AIM: Print all the records exactly, please.

RECORDS FOR THIS TASK:
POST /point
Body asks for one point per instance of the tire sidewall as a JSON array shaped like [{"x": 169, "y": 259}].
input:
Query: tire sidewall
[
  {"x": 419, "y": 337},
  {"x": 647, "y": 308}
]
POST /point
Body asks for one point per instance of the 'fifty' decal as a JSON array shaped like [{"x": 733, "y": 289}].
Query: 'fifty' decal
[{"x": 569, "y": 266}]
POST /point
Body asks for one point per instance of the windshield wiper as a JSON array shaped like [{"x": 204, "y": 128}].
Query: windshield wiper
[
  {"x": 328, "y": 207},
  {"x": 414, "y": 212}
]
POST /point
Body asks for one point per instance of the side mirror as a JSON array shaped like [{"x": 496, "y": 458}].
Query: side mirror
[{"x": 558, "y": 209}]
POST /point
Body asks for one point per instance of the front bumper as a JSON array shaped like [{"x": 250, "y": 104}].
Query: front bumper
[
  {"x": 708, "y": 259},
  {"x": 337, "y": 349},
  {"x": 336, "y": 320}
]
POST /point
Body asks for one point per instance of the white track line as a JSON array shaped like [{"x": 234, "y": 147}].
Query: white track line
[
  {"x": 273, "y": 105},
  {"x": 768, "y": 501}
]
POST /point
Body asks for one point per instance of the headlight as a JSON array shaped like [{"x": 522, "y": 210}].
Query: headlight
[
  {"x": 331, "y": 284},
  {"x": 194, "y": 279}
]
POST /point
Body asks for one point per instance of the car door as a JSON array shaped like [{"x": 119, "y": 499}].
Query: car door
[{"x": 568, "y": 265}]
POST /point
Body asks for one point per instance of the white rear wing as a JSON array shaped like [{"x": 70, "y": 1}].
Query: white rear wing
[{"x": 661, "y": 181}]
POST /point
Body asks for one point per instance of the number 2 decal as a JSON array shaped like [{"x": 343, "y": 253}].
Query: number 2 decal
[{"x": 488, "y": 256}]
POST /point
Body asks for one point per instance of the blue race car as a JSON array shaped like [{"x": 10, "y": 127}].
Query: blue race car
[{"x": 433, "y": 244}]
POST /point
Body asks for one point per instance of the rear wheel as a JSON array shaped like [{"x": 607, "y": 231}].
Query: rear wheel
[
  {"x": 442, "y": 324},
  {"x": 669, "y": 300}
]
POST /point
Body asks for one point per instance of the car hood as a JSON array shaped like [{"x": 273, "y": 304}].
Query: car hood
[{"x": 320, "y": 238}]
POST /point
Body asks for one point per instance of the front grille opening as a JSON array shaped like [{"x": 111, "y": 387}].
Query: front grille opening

WRITTEN SOLUTION:
POST /point
Body asks for one point per instance of the tire sidewall as a JSON array shaped like [{"x": 169, "y": 259}].
input:
Query: tire sidewall
[
  {"x": 419, "y": 337},
  {"x": 647, "y": 308}
]
POST /point
Body asks for one point per instance of the 'fifty' decal as a JSON array shaped like [{"x": 733, "y": 289}].
Query: 'fifty' decal
[{"x": 569, "y": 266}]
POST /point
Body asks for one point per instance of the windshield wiper as a JSON array shaped like [{"x": 204, "y": 128}].
Query: windshield wiper
[
  {"x": 328, "y": 207},
  {"x": 414, "y": 212}
]
POST /point
Body asks for one point per instance of the side mirror as a JSON array shaped like [{"x": 496, "y": 458}].
Query: side mirror
[{"x": 558, "y": 209}]
POST /point
Body asks for one point per instance of the front bumper as a JSON array shaped like [{"x": 250, "y": 104}].
Query: front bumper
[
  {"x": 708, "y": 259},
  {"x": 337, "y": 349},
  {"x": 336, "y": 320}
]
POST /point
Body asks for one point per instance of the white track line as a JSON array shaped like [{"x": 234, "y": 147}].
Query: white track line
[
  {"x": 273, "y": 105},
  {"x": 768, "y": 501}
]
POST /point
Body asks for one point per instance of the headlight as a JSON array shaped like [{"x": 522, "y": 210}].
Query: headlight
[
  {"x": 331, "y": 284},
  {"x": 194, "y": 279}
]
POST /point
Body asks for one point per instance of the car door as a JSON array shaped like [{"x": 119, "y": 499}].
Query: car door
[{"x": 568, "y": 265}]
POST /point
Body asks for one point per instance of the white rear wing as a JSON array shaped like [{"x": 70, "y": 1}].
Query: white rear wing
[{"x": 661, "y": 181}]
POST /point
Body asks for one point per instance of the number 2 decal as a JSON array shaped like [{"x": 343, "y": 253}].
Query: number 2 decal
[{"x": 488, "y": 256}]
POST /point
Body asks for one point per instance of the blue race car as a JSON array shaped like [{"x": 10, "y": 127}].
Query: blue race car
[{"x": 433, "y": 244}]
POST /point
Body asks for one point per instance of the rear wheel as a JSON array shaped like [{"x": 607, "y": 231}].
Query: rear wheel
[
  {"x": 442, "y": 324},
  {"x": 669, "y": 300}
]
POST /point
Body asks for one point per instance of the car hood as a JSON array shaped like [{"x": 273, "y": 304}].
Query: car hood
[{"x": 320, "y": 238}]
POST /point
Body asks for one point per instance of the front grille opening as a JSON array shaped like [{"x": 111, "y": 387}].
Query: front grille opening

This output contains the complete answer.